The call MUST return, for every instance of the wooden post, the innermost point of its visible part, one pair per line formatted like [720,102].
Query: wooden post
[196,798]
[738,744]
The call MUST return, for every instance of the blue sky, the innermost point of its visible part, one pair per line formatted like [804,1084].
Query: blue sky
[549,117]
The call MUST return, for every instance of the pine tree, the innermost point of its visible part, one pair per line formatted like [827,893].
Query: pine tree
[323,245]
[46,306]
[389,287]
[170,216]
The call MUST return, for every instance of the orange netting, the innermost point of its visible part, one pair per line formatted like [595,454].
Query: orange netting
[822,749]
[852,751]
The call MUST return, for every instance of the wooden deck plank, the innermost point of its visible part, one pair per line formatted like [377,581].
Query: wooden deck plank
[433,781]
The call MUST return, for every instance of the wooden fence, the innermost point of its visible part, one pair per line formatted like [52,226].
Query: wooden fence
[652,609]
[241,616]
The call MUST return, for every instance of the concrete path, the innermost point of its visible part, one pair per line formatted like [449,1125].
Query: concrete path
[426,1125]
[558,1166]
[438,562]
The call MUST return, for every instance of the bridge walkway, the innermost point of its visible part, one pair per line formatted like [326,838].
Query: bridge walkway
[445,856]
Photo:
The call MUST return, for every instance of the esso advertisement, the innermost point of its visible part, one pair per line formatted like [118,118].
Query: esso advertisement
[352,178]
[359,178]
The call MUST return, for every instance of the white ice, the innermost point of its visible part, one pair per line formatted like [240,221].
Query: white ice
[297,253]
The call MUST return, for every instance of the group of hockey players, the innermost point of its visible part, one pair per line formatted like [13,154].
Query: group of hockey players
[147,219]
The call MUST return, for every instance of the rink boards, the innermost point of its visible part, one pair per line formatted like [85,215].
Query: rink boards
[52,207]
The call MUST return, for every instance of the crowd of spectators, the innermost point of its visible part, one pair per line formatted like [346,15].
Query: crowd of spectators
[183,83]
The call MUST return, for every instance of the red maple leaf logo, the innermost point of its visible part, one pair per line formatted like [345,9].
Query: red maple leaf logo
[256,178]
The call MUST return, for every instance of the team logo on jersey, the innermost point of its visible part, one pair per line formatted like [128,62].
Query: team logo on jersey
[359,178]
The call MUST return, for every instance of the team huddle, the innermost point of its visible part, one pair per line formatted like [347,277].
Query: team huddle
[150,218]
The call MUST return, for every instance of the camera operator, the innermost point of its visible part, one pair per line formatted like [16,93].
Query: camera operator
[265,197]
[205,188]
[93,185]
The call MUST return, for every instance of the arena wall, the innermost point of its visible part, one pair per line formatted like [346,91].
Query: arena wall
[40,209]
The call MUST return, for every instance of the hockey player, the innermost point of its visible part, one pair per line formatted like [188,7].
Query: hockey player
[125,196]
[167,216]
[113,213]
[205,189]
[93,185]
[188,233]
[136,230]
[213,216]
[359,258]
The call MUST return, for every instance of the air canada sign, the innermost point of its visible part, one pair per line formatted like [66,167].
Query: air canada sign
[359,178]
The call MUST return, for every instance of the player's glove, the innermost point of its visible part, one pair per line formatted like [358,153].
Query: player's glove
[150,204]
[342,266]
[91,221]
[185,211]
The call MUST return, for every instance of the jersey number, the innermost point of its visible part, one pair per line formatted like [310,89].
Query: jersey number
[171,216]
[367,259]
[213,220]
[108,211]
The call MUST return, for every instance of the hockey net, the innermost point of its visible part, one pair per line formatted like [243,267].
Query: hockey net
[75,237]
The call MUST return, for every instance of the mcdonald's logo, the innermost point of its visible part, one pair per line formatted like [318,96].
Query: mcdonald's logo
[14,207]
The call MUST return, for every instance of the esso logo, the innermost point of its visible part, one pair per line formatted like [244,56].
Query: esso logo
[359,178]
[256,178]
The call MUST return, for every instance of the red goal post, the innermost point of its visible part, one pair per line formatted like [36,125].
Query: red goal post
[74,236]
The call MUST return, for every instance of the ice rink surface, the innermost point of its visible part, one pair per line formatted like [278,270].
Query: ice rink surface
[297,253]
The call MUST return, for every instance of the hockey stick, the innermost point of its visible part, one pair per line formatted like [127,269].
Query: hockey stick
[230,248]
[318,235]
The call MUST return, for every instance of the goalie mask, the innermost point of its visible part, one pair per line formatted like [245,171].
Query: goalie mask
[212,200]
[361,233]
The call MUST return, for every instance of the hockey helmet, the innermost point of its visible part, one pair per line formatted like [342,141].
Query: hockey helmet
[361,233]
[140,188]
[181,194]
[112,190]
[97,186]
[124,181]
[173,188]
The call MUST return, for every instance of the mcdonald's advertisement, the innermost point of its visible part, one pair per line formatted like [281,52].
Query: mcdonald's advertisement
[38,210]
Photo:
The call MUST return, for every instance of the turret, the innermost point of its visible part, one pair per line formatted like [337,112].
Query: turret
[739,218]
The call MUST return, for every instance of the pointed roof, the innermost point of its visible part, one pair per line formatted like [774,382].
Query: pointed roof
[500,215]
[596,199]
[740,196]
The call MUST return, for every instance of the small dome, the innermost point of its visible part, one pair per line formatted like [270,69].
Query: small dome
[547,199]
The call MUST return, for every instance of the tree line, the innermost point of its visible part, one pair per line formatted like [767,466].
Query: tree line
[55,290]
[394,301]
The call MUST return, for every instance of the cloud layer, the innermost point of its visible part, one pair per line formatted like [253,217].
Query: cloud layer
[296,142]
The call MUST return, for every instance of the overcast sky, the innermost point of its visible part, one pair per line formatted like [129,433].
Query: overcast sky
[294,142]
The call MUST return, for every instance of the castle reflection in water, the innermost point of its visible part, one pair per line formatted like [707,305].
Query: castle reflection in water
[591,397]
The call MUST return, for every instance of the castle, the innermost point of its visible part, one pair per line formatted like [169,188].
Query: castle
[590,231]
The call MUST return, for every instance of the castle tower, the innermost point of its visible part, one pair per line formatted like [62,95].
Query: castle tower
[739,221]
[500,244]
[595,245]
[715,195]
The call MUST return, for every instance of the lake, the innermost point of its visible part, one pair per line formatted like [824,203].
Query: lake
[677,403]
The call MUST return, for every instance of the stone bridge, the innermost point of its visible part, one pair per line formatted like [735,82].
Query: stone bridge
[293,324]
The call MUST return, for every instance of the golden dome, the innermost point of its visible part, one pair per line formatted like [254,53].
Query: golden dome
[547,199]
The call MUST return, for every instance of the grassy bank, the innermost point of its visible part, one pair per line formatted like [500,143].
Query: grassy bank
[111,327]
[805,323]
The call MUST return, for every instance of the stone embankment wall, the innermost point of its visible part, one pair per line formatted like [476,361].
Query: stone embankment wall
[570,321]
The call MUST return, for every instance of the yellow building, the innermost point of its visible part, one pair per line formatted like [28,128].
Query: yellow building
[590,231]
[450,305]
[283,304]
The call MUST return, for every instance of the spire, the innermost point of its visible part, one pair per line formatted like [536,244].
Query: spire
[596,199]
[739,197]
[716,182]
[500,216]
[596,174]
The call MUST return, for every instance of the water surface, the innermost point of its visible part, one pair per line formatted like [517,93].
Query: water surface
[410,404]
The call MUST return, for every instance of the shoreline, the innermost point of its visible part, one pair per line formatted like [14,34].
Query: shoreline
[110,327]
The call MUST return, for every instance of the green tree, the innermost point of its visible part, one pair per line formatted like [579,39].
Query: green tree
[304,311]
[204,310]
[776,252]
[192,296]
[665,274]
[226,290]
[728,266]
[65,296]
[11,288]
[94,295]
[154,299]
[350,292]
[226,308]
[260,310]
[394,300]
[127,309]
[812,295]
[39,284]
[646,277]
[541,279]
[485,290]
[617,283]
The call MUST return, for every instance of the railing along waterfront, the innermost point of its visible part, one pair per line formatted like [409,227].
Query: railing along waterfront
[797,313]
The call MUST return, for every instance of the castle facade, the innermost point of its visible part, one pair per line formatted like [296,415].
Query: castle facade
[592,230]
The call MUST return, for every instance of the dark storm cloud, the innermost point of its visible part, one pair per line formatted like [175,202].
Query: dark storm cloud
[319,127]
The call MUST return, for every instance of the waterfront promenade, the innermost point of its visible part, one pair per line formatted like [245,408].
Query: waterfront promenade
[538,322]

++++++++

Problem details: Could you transcribe the entries exactly, from the first line through the line containing "The call MUST return, for every instance of the concrete", and give nothing more?

Written answer:
The call MUST return, for every instance of the wooden post, the innermost point of its visible part, one pair per line formatted like [720,102].
Query: wooden post
[196,798]
[738,744]
The call MUST return, for every instance of the blue sky, the innermost point of its visible part, one pair per line formatted like [804,1084].
Query: blue sky
[549,117]
The call MUST return, for every instance of the pine tree, the innermost point of its visible part, one pair per line formatted like [827,893].
Query: pine tree
[323,245]
[46,306]
[389,287]
[170,216]
The call MUST return, for every instance of the orange netting, the innermost point of its visible part, one pair per line formatted like [595,454].
Query: orange netting
[822,749]
[852,751]
The call MUST return, for every instance of the wooden deck plank, the innermost point of its visible part, one pair per line formatted like [377,581].
Query: wooden deck plank
[433,781]
The call MUST return, for every instance of the wooden fence, the innermost point of its visible part, one pair per line formatted like [52,226].
Query: wooden fence
[652,609]
[241,616]
The call MUST return, for every instance of the concrete path, the innermost point of its visible part, one pair per line formatted like [449,1125].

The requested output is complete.